(Предложенный фрагмент)
****************************************
Еще дальше тенденции разрушения сказочной традиции сказочкой телевизионных жизненных стандартов позволяет зайти Петрушевская. Телевидение в ее волшебных историях структурно сливается с силами зла, так что злая королева в «Вербе-хлест», злой колдун в «Городе света», злая кукла в «Маленькой волшебнице» просто запускают механизм телевизионной зависимости аудитории, и по сравнению с магией говорящей картинки зелья и заклинания, что называется, отдыхают. Подмена же мифологии, аналогичная свершившейся в книге Кабакова, где персонажи крупного шоу-бизнеса отсылают к архетипам народного сознания, отражена в заглавии одной из новых сказок писательницы — «Как Пенелопа», разумеющем, как выяснится в финале, кинозвезду Пенелопу Крус.
Но выводы из ситуации культурной подмены у авторов не идентичны. Это связано с разницей в их сверхзамыслах: Кабаков фиксирует момент слома эпох, обнаживший для его поколения тщету и временность любых установлений (и этот пафос осыпания прахом, ускользания, исчезновения доминирует в книге, перекрывая по силе нравственные сетования «сказочника»), Петрушевская же разыгрывает театр оптимистического абсурда, выявляя в героях потенциал сопротивления злу даже в условиях утраты коллективной ценностной мотивации.
Именно к утверждению абсурдной верности канонам добра, действию памяти сказки в условиях покореженности ее структуры приходит она в новой повести «Город света». Показательно, что, открыв повесть образом сказочного малютки, раздающего посторонним людям свои игрушки, деньги и лакомства, Петрушевская скоро переключается на его бабушку, которая поначалу, в споре с юродивым внуком, выступила в образе средней мещанки. Но в том-то и дело, что сказочная доброта мальчика представляется писательнице условной, замешенной на незнании жизни — она волшебна, а в мире без волшебства добру нужны не расколдовываемые никаким опытом основания. И вот нравст-венный конфликт завязки заброшен, будто исчерпан, и автор подбирается к проблеме выживания добра с другой стороны. Отказываясь от юродивого героя, Петрушевская воспевает жертвенный героизм, коренящийся в бытовом одолении повседневности.
****************************************
(Исходные материалы)

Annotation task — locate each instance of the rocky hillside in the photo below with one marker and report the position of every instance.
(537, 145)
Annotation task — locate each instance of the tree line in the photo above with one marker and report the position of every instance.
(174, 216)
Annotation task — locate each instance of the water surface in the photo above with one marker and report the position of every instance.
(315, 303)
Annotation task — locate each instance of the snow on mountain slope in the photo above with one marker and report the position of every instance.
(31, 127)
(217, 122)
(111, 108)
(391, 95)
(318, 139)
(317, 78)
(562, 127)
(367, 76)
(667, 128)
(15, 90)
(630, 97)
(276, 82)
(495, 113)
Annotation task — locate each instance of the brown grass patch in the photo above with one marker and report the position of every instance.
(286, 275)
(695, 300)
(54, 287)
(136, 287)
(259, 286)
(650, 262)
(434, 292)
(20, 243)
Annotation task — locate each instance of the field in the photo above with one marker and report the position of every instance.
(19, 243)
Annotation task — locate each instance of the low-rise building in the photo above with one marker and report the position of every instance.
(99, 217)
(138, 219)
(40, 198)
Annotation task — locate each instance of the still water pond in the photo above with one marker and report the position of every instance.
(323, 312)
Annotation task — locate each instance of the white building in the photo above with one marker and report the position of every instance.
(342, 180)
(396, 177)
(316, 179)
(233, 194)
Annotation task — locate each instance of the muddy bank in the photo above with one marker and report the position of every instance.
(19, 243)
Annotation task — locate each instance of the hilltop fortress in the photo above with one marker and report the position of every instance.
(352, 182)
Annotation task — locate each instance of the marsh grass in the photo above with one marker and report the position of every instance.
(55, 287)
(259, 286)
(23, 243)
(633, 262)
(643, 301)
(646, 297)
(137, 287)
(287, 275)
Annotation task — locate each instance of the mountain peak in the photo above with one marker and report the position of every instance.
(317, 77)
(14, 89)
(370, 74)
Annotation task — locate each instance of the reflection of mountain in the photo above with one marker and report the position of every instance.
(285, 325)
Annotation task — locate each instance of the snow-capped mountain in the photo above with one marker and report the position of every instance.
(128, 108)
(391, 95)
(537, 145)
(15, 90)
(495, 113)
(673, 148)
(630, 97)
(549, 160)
****************************************
(Порядок выполнения работы)
- a) Подсчитайте строки записей, в которых встречается строка «snow». В ответе укажите только число.
- b) Напишите продолжение фрагмента о прозе Петрушевской и Кабакова, начав сразу после его последнего предложения.

(Ответы к заданиям)
- a) 2

- b)
Инопространство сказки, куда по сюжету попадает бабушка, обнажает существо ее жизни «работницы», которая «живет без спасибо». По законам театрального абсурда, внук и домашний кот исчезают, и героиня остается «баюкать» два мешка с песком: «Я есть перед вами человек, у которого отобрали все, но оставили его жить и носить непонятные мешки». Подвиг абсурдной жерт-венной ноши совершается бабушкой в пространстве телесказки, мучающей ее образами колдовской красоты, молодости и успеха (по сюжету в обмен на призраки телесчастья колдун пытается выманить у героини волшебные жемчужины). Боль этого испытания в том и состоит, что сказочный бой бабушки не настоящий, потому что сама сказка не настоящая: так, самый канонный лес этой телесказки — «помойный лес», пахнущий фальшью — «пылью, керосином и каким-то техническим жиром», «торчали вверх тормашками одни старые синтетические елки». Но зато и пафос испытания в том, что в ситуации обрушения смысловых опор (а в довершение манифестации подмены рассыпается на картонки даже сказочный теледворец) бабушка продолжает следовать долгу «старой Золушки», а значит, подвиг ее настоящий, и в нем одном сохраняется правдивая память сказки.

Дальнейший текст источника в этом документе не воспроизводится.